> _DOCUMENT TEXT_:

HHMMiR is a de novo approach that is used for miRNA hairpin prediction in the absence of evolutionary conservation. This uses a Hierarchical Hidden Markov Model (HHMM) that utilizes region-based structural as well as sequence information of miRNA precursors.
MicroRNAs (miRNAs) are small non-coding single-stranded RNAs (20-23 nts) that are known to act as post-transcriptional and translational regulators of gene expression. Although they were initially overlooked, their role in many important biological processes, such as development, cell differentiation, and cancer has been established in recent times. In spite of their biological significance, the identification of miRNA genes in newly sequenced organisms is still based, to a large degree, on extensive use of evolutionary conservation, which is not always available.
- It first establishes a template for the structure of a typical miRNA hairpin by summarizing data from publicly available databases.
- Then it uses this template to develop the HHMM topology.
This algorithm can achieve average sensitivity of 84% and specificity of 88%, on 10-fold cross-validation of human miRNA precursor data. This model works well on hairpins from other vertebrates as well as invertebrate species. The success of this approach in such a diverse set of species indicates that sequence conservation is not necessary for miRNA prediction. This may lead to efficient prediction of miRNA genes in virtually any organism.
This algorithm has been used many times for classification and identification of miRNA hairpins. Probabilistic learning was previously applied for identifying the miRNA pattern/motif in hairpins.
- The advantage of the hierarchy used by our HHMMiR is that it parses each hairpin into four distinct regions and processes each of them separately. This shows the better biological role of each region, which is reflected in the distinct length distributions and neighborhood base-pairing characteristic of that region.
- Furthermore, the underlying HHMM provides an intuitive modelling of these regions.
The drawback of HHMMiR is that it depends on the mfe structure the RNAfold program returns. In the future, a new test of more folding algorithms will be provided or the same will use the probability distribution of a number of top scoring folding energy structures returned by algorithm.

> _RECORDS_:
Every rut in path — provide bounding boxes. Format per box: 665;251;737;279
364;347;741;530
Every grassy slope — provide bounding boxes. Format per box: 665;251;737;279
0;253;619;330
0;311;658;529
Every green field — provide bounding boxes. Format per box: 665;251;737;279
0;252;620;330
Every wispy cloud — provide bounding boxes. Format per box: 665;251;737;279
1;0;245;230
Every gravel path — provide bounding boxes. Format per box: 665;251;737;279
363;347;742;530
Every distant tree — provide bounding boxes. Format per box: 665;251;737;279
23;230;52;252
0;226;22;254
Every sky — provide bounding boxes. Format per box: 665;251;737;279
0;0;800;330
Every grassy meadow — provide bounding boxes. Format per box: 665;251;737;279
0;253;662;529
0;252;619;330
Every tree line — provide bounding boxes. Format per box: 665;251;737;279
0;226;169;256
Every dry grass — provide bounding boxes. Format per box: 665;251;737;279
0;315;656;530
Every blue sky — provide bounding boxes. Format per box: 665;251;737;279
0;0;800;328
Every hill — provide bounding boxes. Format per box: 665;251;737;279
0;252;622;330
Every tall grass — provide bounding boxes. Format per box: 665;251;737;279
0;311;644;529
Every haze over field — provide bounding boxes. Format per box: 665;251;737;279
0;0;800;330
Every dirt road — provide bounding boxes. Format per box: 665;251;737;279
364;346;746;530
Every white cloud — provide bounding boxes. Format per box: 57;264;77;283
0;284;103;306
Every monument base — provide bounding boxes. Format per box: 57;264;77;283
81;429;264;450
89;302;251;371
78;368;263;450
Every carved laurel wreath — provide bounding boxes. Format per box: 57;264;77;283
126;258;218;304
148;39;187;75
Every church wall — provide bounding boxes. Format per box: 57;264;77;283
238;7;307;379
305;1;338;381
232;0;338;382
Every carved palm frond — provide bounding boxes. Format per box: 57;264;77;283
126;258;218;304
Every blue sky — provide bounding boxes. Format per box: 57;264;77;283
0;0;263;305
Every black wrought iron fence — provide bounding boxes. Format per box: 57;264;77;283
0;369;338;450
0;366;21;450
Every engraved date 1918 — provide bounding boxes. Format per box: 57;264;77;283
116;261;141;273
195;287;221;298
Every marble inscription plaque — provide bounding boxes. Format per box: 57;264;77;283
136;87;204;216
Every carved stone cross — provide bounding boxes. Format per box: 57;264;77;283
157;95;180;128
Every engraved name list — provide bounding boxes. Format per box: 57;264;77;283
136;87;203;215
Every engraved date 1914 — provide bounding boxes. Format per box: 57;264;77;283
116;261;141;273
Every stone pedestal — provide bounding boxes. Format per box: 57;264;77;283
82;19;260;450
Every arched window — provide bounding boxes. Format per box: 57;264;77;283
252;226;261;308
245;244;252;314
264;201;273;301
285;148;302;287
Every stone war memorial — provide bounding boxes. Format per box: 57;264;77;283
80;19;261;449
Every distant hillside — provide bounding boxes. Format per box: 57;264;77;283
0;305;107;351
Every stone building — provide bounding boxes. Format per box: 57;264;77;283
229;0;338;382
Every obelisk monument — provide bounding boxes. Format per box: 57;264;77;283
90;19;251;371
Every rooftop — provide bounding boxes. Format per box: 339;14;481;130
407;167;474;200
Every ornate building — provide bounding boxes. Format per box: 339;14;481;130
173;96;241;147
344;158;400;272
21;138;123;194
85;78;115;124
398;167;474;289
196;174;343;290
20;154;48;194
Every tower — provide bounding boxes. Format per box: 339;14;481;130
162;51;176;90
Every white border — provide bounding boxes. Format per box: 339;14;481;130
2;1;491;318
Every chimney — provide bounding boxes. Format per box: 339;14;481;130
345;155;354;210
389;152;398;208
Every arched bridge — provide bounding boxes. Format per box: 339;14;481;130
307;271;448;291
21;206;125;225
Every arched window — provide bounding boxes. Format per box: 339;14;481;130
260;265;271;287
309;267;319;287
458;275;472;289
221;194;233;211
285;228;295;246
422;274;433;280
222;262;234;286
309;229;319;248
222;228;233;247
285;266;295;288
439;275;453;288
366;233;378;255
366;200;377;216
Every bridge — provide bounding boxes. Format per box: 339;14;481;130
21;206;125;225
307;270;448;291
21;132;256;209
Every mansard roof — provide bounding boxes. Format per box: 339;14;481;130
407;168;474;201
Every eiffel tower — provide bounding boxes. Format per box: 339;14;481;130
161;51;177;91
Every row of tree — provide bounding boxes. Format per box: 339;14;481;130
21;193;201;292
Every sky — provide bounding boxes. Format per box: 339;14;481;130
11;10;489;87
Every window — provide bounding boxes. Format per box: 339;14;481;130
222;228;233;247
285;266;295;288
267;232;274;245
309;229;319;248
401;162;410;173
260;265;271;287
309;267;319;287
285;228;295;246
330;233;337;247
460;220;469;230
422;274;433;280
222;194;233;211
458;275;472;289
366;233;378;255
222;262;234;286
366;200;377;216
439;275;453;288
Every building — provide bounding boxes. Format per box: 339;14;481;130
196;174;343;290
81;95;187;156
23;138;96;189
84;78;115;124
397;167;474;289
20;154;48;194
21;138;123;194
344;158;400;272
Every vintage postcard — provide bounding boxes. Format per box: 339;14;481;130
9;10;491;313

--

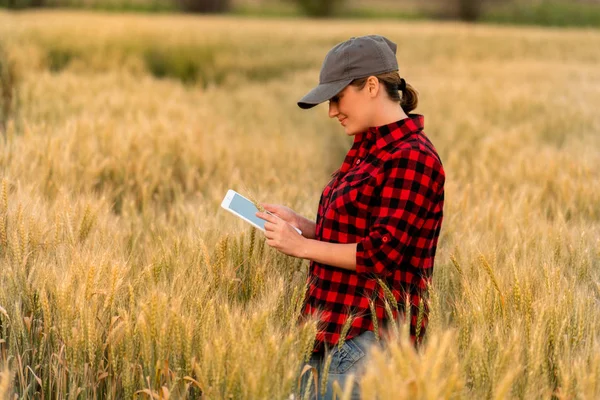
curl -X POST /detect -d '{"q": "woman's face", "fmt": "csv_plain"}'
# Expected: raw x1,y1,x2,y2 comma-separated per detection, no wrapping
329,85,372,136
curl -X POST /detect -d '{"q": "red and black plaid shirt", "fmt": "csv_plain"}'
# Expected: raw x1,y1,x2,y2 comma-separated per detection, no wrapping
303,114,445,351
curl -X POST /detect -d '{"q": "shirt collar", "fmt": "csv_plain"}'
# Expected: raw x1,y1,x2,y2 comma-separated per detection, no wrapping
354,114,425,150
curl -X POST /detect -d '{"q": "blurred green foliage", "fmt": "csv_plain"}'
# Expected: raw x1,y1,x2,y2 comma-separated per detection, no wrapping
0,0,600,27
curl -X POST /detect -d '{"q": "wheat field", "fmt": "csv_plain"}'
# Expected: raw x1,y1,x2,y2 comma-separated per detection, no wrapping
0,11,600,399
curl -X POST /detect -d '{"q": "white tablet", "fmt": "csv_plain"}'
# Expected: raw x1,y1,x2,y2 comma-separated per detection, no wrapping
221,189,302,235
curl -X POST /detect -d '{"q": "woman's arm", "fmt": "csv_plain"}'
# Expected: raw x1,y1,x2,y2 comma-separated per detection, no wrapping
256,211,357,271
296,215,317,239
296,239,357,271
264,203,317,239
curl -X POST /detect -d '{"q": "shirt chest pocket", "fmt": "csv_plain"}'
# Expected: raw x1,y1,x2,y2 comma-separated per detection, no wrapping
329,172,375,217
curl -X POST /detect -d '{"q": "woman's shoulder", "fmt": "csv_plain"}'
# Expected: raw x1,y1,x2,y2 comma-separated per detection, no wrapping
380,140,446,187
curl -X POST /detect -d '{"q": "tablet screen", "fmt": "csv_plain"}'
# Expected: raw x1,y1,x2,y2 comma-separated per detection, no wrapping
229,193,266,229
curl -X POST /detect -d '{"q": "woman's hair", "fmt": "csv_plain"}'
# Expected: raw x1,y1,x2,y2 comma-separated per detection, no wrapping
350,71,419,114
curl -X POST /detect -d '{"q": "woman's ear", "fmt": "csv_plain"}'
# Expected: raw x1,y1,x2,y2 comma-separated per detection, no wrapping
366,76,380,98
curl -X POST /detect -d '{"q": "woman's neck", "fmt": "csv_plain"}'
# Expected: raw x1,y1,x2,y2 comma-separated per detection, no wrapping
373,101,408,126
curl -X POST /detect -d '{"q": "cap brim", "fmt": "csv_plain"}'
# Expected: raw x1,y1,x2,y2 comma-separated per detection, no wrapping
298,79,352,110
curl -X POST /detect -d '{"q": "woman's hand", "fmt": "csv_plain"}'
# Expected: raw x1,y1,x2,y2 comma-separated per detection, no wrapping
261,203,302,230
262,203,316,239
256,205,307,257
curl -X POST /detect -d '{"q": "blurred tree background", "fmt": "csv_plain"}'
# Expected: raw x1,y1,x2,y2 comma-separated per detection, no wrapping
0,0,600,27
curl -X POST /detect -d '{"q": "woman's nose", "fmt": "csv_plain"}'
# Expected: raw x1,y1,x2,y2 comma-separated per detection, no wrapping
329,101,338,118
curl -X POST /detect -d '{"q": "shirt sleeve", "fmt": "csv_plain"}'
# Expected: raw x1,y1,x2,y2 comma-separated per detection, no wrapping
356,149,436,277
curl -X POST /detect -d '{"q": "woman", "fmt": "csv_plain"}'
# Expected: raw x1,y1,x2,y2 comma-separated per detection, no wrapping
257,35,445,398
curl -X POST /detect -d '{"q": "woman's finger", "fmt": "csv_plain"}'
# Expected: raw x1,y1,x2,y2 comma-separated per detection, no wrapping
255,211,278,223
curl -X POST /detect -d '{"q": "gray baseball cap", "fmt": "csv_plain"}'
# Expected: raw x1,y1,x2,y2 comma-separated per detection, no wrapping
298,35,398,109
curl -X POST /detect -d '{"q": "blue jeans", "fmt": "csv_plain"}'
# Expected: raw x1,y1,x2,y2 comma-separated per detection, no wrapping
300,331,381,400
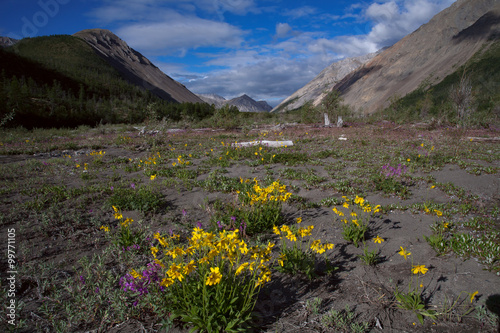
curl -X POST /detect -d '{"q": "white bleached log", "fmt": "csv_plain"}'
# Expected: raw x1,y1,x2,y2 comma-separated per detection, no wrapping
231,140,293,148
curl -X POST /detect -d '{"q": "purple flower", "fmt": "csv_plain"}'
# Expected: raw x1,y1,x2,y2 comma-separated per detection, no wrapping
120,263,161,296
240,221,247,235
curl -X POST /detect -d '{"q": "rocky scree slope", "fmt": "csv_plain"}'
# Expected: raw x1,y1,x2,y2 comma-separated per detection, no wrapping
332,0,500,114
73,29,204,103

...

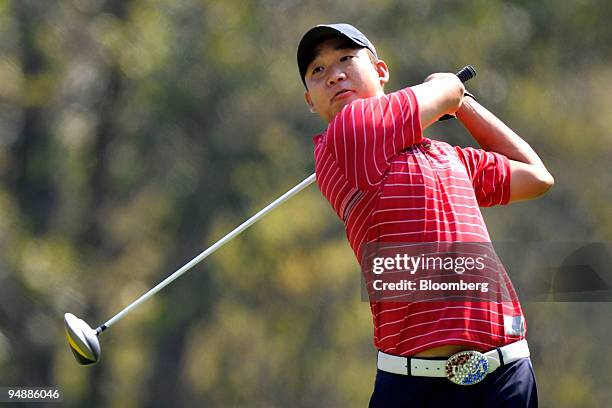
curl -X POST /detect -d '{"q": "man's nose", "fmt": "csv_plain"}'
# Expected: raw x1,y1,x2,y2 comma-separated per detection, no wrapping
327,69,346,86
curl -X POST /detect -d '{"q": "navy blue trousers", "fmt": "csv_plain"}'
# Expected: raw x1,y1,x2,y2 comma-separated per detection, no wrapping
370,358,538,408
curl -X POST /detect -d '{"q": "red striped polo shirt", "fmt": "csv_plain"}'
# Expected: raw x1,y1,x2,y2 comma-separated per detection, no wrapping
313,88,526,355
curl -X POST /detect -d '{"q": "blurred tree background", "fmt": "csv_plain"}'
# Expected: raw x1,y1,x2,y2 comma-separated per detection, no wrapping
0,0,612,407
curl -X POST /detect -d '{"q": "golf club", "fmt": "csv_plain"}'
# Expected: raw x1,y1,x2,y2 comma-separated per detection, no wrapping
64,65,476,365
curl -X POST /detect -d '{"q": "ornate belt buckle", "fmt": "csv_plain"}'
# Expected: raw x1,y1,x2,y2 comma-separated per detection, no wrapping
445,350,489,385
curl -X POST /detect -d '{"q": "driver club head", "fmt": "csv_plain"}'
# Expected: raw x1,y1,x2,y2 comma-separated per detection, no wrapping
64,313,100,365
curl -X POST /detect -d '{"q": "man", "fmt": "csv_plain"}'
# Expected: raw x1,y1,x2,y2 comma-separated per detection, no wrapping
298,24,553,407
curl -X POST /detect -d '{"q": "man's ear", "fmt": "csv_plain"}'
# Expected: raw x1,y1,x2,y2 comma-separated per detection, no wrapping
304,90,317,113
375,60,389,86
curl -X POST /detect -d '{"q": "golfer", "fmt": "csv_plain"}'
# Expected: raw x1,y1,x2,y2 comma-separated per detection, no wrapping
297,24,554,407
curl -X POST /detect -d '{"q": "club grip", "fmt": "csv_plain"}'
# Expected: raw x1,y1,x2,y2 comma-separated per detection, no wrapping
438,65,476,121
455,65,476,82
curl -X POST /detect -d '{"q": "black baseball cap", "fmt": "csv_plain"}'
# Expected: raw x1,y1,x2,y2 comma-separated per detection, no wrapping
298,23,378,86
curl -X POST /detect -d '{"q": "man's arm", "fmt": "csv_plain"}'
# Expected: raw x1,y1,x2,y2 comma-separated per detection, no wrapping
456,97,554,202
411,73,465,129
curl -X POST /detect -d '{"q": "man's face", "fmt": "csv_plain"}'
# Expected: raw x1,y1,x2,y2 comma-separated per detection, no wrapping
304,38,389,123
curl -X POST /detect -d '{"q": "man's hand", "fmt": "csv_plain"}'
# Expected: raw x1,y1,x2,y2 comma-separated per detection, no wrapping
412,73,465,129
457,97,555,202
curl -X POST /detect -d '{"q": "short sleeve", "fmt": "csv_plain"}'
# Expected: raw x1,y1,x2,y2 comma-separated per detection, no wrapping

> _CHECK YOUR UNDERSTANDING_:
(a) What is the drawback of HHMMiR named in the HHMMiR text?
(b) In the HHMMiR text, swap "Probabilistic learning" for "Statistical learning" in the part that begins at the words "This algorithm has" and stops after "of that region.".

> _SOLUTIONS BY TASK_:
(a) It depends on the mfe structure that the RNAfold program returns.

(b)
This algorithm has been used many times for classification and identification of miRNA hairpins. Statistical learning was previously applied for identifying the miRNA pattern/motif in hairpins.
- The advantage of the hierarchy used by our HHMMiR is that it parses each hairpin into four distinct regions and processes each of them separately. This shows the better biological role of each region, which is reflected in the distinct length distributions and neighborhood base-pairing characteristic of that region.